Problem: Output nothing but the lines from the line with "the top left" through the end of the listing below, both ends included.

Available data:

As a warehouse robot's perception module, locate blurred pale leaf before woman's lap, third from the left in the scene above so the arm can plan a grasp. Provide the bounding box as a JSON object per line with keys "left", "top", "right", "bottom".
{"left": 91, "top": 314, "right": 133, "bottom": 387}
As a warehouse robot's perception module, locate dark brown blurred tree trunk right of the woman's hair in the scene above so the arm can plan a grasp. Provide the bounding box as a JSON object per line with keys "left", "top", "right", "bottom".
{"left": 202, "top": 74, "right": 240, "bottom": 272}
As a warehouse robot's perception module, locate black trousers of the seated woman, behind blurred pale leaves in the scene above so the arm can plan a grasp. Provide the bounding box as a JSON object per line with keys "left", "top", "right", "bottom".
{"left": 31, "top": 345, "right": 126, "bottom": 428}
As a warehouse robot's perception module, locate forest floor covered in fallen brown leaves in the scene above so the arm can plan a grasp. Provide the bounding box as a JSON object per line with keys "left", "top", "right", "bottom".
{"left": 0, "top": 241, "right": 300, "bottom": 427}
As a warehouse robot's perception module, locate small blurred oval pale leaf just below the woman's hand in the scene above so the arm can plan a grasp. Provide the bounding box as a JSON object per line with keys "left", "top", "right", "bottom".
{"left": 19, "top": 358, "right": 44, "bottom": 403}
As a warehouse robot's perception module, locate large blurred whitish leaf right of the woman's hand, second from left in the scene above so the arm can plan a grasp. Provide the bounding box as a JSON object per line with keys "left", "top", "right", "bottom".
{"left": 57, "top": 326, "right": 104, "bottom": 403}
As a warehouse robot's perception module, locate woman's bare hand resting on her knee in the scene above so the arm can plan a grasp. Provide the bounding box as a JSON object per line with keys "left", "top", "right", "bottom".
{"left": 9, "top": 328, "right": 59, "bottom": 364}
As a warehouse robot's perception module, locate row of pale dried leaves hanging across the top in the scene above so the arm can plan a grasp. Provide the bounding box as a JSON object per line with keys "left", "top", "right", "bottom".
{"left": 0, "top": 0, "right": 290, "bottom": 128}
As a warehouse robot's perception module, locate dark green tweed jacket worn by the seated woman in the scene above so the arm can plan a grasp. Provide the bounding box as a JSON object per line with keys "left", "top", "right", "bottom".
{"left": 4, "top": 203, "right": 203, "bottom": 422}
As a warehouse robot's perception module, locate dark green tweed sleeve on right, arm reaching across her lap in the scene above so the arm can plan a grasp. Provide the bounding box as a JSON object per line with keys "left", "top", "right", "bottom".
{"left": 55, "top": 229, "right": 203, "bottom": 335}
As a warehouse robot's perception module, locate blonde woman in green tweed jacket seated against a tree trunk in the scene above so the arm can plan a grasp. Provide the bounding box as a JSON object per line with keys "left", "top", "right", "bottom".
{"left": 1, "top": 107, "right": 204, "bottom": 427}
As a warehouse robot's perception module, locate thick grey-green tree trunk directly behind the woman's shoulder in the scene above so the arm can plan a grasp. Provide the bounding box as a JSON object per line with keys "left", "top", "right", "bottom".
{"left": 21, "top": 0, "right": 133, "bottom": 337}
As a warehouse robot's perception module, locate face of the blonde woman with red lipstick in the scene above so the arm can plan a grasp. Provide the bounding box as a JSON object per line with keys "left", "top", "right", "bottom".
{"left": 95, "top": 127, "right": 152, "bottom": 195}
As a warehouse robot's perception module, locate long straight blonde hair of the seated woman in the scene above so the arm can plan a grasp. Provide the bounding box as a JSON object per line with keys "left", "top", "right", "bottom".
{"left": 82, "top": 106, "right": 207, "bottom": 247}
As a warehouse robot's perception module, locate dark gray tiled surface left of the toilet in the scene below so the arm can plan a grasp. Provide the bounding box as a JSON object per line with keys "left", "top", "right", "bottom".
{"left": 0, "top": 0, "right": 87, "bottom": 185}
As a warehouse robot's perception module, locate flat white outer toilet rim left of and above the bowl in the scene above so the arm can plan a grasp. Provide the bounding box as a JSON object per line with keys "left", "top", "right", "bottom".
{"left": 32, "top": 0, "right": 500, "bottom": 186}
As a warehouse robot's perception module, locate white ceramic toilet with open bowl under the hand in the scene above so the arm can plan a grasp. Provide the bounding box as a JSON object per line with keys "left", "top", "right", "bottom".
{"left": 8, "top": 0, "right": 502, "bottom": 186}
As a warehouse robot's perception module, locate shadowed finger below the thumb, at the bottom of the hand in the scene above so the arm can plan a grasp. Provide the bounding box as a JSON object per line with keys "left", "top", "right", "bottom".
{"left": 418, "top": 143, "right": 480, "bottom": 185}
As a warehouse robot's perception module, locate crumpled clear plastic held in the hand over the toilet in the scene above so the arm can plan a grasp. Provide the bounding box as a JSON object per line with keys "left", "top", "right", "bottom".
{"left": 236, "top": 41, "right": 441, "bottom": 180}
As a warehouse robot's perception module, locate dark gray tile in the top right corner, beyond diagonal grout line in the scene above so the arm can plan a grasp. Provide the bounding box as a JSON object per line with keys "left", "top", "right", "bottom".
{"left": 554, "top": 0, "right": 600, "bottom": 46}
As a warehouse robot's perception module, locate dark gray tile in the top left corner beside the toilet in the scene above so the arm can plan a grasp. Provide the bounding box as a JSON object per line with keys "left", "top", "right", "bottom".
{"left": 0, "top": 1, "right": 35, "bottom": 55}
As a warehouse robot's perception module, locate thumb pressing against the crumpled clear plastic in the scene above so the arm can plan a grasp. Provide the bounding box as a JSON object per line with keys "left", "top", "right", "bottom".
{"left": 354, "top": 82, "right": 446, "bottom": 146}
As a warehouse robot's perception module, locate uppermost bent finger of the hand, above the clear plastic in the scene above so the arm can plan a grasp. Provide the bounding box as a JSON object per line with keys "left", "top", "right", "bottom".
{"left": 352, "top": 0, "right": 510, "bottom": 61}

Response area:
As a warehouse robot's perception module, locate dark gray tile in the top left corner beside the toilet in the scene above so the arm can plan a grasp. Provide the bounding box as a JSON object per line with keys "left", "top", "right", "bottom".
{"left": 0, "top": 1, "right": 35, "bottom": 55}
As a warehouse robot's perception module, locate thumb pressing against the crumpled clear plastic in the scene above so the arm can plan a grasp. Provide the bounding box as a JSON object per line with keys "left", "top", "right", "bottom".
{"left": 354, "top": 82, "right": 446, "bottom": 146}
As a warehouse robot's perception module, locate uppermost bent finger of the hand, above the clear plastic in the scene above so the arm can plan a grasp. Provide the bounding box as a JSON object per line with keys "left", "top", "right", "bottom".
{"left": 352, "top": 0, "right": 510, "bottom": 61}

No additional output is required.